Exercise instructions: Replace "one point per instance" with "a single point for each instance" in all of the rows below and reproduce them with everything else unchanged. Leave the pictures out of your answer.
START Data to process
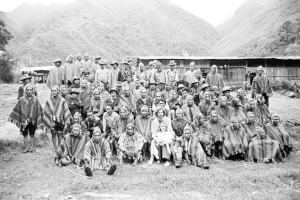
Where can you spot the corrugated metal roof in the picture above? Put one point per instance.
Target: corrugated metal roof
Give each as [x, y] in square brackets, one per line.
[213, 58]
[42, 68]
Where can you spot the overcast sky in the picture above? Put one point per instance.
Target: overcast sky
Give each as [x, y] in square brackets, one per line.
[212, 11]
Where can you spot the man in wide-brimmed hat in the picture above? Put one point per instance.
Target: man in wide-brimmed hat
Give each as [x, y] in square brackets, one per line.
[56, 75]
[262, 85]
[102, 73]
[172, 73]
[113, 74]
[26, 79]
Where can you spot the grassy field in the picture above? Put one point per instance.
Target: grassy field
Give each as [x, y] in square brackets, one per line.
[35, 176]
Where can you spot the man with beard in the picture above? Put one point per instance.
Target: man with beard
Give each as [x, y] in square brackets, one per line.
[262, 85]
[217, 129]
[172, 74]
[276, 131]
[97, 155]
[190, 109]
[235, 141]
[207, 105]
[130, 144]
[144, 100]
[113, 75]
[56, 75]
[214, 78]
[143, 126]
[128, 100]
[57, 116]
[91, 123]
[27, 115]
[125, 118]
[224, 111]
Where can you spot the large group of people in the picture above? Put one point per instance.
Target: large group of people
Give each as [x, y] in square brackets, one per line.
[99, 110]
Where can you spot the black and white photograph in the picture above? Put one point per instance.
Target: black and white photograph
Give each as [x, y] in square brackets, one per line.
[150, 99]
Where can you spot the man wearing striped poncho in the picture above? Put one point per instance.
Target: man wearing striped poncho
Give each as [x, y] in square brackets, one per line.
[262, 85]
[27, 115]
[276, 131]
[56, 115]
[97, 154]
[235, 140]
[263, 149]
[214, 78]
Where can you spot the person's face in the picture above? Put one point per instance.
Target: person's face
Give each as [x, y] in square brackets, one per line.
[74, 95]
[130, 130]
[108, 109]
[64, 91]
[174, 95]
[97, 137]
[158, 96]
[235, 124]
[144, 112]
[55, 92]
[213, 70]
[113, 94]
[179, 113]
[123, 113]
[76, 131]
[57, 64]
[207, 97]
[214, 118]
[29, 91]
[160, 114]
[187, 134]
[223, 101]
[227, 93]
[275, 120]
[162, 104]
[159, 68]
[251, 118]
[184, 93]
[97, 95]
[172, 67]
[90, 115]
[129, 79]
[76, 119]
[143, 93]
[126, 92]
[190, 101]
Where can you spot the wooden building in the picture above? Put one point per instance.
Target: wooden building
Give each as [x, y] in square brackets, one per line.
[234, 69]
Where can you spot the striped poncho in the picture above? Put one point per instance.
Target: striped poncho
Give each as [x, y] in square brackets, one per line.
[95, 153]
[279, 134]
[56, 107]
[71, 146]
[259, 149]
[235, 141]
[27, 110]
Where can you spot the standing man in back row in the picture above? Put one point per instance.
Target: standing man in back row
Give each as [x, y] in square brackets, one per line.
[261, 85]
[214, 78]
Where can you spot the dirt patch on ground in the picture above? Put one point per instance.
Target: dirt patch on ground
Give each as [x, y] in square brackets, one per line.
[35, 176]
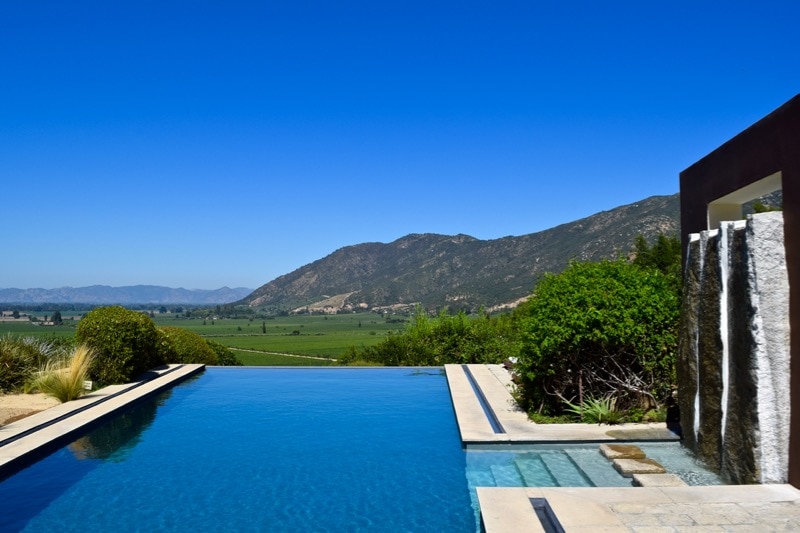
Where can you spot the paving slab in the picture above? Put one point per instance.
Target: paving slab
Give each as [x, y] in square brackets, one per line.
[676, 509]
[657, 480]
[628, 467]
[621, 451]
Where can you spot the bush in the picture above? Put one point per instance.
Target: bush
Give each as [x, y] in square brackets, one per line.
[125, 343]
[20, 358]
[184, 346]
[609, 328]
[63, 377]
[225, 356]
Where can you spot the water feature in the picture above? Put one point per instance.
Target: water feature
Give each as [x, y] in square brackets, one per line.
[733, 363]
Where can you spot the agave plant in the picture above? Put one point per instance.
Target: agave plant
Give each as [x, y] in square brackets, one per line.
[597, 410]
[63, 377]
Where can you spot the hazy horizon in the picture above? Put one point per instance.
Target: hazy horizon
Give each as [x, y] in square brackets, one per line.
[212, 145]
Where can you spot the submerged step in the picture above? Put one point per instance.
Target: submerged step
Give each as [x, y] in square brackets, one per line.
[600, 473]
[507, 476]
[480, 478]
[564, 470]
[628, 467]
[533, 471]
[621, 451]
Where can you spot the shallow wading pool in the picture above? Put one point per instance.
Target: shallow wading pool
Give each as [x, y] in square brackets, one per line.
[278, 449]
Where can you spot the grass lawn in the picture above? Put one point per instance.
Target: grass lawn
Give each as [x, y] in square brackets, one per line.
[314, 335]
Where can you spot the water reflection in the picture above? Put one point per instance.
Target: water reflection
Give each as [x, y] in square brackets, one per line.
[112, 440]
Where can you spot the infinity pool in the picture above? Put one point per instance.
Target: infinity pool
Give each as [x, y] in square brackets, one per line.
[278, 449]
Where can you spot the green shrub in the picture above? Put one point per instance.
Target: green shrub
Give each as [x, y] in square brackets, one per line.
[225, 356]
[20, 358]
[607, 328]
[183, 346]
[63, 377]
[125, 343]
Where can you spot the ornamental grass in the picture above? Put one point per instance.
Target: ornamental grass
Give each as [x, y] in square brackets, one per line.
[63, 377]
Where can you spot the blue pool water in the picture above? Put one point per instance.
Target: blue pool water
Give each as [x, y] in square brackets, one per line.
[293, 450]
[260, 450]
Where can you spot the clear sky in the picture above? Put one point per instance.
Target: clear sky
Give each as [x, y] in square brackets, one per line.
[202, 144]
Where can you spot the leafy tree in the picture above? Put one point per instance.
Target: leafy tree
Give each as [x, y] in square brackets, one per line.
[179, 345]
[663, 255]
[126, 343]
[605, 329]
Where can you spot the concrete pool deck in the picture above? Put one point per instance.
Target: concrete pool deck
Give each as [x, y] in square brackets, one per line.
[494, 382]
[757, 508]
[24, 438]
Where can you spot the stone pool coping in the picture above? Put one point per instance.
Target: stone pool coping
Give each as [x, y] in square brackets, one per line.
[493, 383]
[622, 509]
[21, 440]
[608, 509]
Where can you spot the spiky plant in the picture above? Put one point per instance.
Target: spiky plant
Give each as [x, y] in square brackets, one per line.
[63, 377]
[597, 411]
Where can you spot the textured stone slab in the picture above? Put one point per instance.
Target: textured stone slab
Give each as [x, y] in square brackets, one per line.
[628, 467]
[621, 451]
[657, 480]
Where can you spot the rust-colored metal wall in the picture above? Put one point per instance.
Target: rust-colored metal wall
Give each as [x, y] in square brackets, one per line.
[769, 146]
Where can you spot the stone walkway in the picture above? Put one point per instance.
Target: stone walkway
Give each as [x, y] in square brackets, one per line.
[730, 508]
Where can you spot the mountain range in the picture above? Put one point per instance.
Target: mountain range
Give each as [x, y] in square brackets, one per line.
[460, 271]
[136, 294]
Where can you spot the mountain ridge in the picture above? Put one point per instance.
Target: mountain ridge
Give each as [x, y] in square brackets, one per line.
[461, 271]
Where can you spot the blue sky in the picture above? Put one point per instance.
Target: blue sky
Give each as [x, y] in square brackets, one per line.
[203, 144]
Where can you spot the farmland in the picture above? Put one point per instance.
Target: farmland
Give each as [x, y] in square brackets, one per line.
[272, 341]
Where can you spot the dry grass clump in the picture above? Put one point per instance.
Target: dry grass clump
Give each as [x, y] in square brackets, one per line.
[63, 377]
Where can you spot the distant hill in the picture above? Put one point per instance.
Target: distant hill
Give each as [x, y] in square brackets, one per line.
[136, 294]
[458, 270]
END Data to process
Solution for this exercise:
Where can you spot the corrugated metal roof in the picture above? Put a single point for each instance.
Target: corrugated metal roof
Give each as [x, y] in square brackets, one per line.
[213, 58]
[42, 68]
Where can you spot the overcast sky in the picture above? Put a single point for each instance.
Target: overcast sky
Give each as [x, y] in square brackets, one per line.
[212, 11]
Where can you spot the man in wide-brimmed hat in the picture above? Put a single point for each instance.
Target: man in wide-brimmed hat
Give each as [x, y] in square brackets, one per line.
[56, 75]
[262, 85]
[102, 73]
[172, 73]
[113, 74]
[26, 79]
Where can you spot the grassy field in the picture above? Put a single point for each instance.
Target: grassy field
Give each as [x, y] in square brackets, one per line.
[35, 176]
Where can you spot the man with beard in the picture above? Put a single point for each instance.
Target: man with beard
Give each as [x, y] in square brackets, one per line.
[262, 85]
[217, 129]
[172, 74]
[276, 131]
[97, 155]
[190, 109]
[235, 141]
[207, 105]
[130, 144]
[144, 100]
[113, 75]
[56, 75]
[214, 78]
[143, 126]
[128, 100]
[57, 116]
[91, 123]
[27, 115]
[125, 118]
[224, 111]
Where can you spot the large group of people in the picture above? Put a single point for each instance.
Target: large group of people
Give each as [x, y] in square brackets, one per line.
[99, 110]
Where can you spot the black and white photograph in the picture above? Put a single point for each instance.
Target: black and white photograph
Give each as [x, y] in square brackets, one per line.
[150, 99]
Where can you spot the man wearing striped poncho in the picture above? Put a single point for each instance.
Target: man wearing striped poncho
Give each as [x, y] in square brackets, one per line.
[262, 85]
[27, 115]
[276, 131]
[56, 115]
[97, 154]
[235, 140]
[263, 149]
[214, 78]
Where can you spot the person's face in the picture above? Put a single point for each instance.
Target: person's face
Give each as [x, y] in square brackets, one per line.
[74, 95]
[130, 130]
[108, 109]
[64, 91]
[174, 95]
[97, 137]
[158, 96]
[235, 124]
[144, 112]
[55, 92]
[213, 70]
[113, 94]
[179, 113]
[123, 113]
[76, 131]
[57, 64]
[207, 97]
[214, 118]
[29, 91]
[160, 114]
[187, 134]
[223, 101]
[227, 93]
[275, 120]
[162, 104]
[159, 68]
[251, 118]
[184, 93]
[97, 95]
[172, 67]
[90, 115]
[129, 79]
[76, 119]
[143, 93]
[126, 92]
[190, 101]
Where can you spot the wooden building in the picture above? Put a single point for each instance.
Target: wooden building
Give each as [x, y] in square brackets, one per line.
[234, 69]
Where can you spot the striped poncho in the picture above? Put a single point for each instance.
Target: striped poncho
Give each as [x, y] in square brackets, one per line.
[95, 153]
[279, 134]
[56, 107]
[71, 146]
[259, 149]
[235, 141]
[27, 110]
Where can you spot the standing man in back row in the picture above? Put a single point for each instance.
Target: standing man in back row
Give each as [x, y] in square brackets, one per line.
[261, 85]
[214, 78]
Where can you spot the dirt patch on ground in the picture above? Put a single point for each instance.
Target: dirt patch on ground
Give each as [x, y] in square brackets, one per line.
[35, 176]
Where can you spot the paving slab in the picture above? Put a single point for each instance.
Target: paving slab
Give each as [x, y] in square brackets, one per line.
[676, 509]
[657, 480]
[628, 467]
[621, 451]
Where can you spot the bush in the picture above? Put a single point for each instance.
Target: bush
Give each as [x, y] in square brackets, one per line.
[125, 343]
[20, 358]
[184, 346]
[609, 328]
[63, 377]
[225, 356]
Where can you spot the water feature in the picture above? Put a single point for each instance.
Target: water feature
Give each as [x, y] in square brackets, one per line.
[733, 363]
Where can you spot the agave plant in the picture above? Put a single point for each instance.
Target: agave plant
Give each as [x, y] in square brackets, one per line.
[597, 410]
[63, 377]
Where can you spot the hazy horizon in the picture above? Put a single point for each instance.
Target: hazy horizon
Give each as [x, y] in square brackets, one per line.
[212, 145]
Where can you spot the submerged step in the picture above? Put a single point for each instance.
Target: submerged step
Give each as [x, y] in square brackets, one per line.
[600, 473]
[507, 476]
[480, 478]
[564, 470]
[628, 467]
[533, 471]
[621, 451]
Where can you spot the shallow wading pool in the picture above? Put a single point for each instance.
Target: shallow wading pool
Give each as [x, y] in square brackets, one per line.
[278, 449]
Where can you spot the grass lawn in the picture above? Put a single point for each instance.
Target: grass lawn
Give each as [x, y] in square brackets, one per line.
[314, 335]
Where can you spot the water reflection in the picture above? Put a single point for each instance.
Target: water reflection
Give each as [x, y] in square brackets, one per line.
[112, 440]
Where can you spot the infinity pool in the picture above? Put a single point for each instance.
Target: infinity pool
Give each as [x, y] in square brackets, one per line.
[278, 449]
Where can you spot the green shrub in the picture above? Put a single point for each instance.
Target: green shrub
Give each as [x, y] in square brackets, one per line.
[225, 356]
[20, 358]
[607, 328]
[183, 346]
[63, 377]
[125, 343]
Where can you spot the ornamental grass in the picture above? Put a single point for each instance.
Target: ornamental grass
Give each as [x, y] in square brackets, one per line.
[63, 377]
Where can you spot the blue pool water in the picture above? Put a single point for each instance.
Target: blue pool water
Give each as [x, y] in square brackets, one per line.
[293, 450]
[260, 450]
Where can you spot the clear sky in the picture above? Put a single point for each instance.
Target: clear sky
Give each as [x, y] in square brackets, one per line.
[202, 144]
Where can you spot the leafy tree in the picture above? Put a single point for each instance.
Target: leafy tree
Give each as [x, y] in square brackets, one per line.
[179, 345]
[663, 255]
[126, 343]
[605, 329]
Where can you spot the concrete pool deck in the picture above? Put a single point for each instance.
Target: concrete pool deck
Give each as [x, y] in square brackets, one per line.
[494, 382]
[757, 508]
[24, 438]
Where can you spot the stone pool coping in the picture above? Put a single point for each instance.
Target: stone pool coping
Give each as [x, y] in square brackets, one per line.
[493, 383]
[622, 509]
[21, 440]
[608, 509]
Where can you spot the spiky plant in the picture above? Put a single point for each instance.
Target: spiky plant
Give each as [x, y] in square brackets, one per line.
[63, 377]
[597, 411]
Where can you spot the textured stone slab in the picture above? Put a single point for each instance.
Target: textured stone slab
Give each as [x, y] in square brackets, one per line.
[628, 467]
[621, 451]
[657, 480]
Where can you spot the rust-colored metal wall in the picture above? Put a single point for each instance.
Target: rust-colored metal wall
Give each as [x, y] in square brackets, one per line.
[769, 146]
Where can you spot the stone walkway in the picture above? Put a single point for each instance.
Target: stone walkway
Give each as [x, y] in square brackets, one per line.
[730, 508]
Where can you spot the mountain range in the picture above? Put a single point for each instance.
Target: mountain range
Give each as [x, y] in square brackets, one per line.
[460, 271]
[136, 294]
Where can you spot the mountain ridge in the picture above? Put a single point for each instance.
Target: mountain ridge
Give each as [x, y] in square brackets, one per line.
[461, 271]
Where can you spot the blue sky in the picture above? Put a single point for each instance.
Target: blue sky
Give each as [x, y] in square brackets, one per line.
[203, 144]
Where can you spot the farmland in the picture above? Put a single point for each instance.
Target: farmland
Give each as [x, y] in square brackets, one per line.
[272, 341]
Where can you spot the dry grass clump in the picture above? Put a single point for each instance.
Target: dry grass clump
Give each as [x, y] in square brackets, one per line.
[63, 377]
Where can you spot the distant hill in the picture above? Put a single point for each instance.
Target: distant hill
Give each as [x, y] in square brackets, one per line.
[136, 294]
[458, 270]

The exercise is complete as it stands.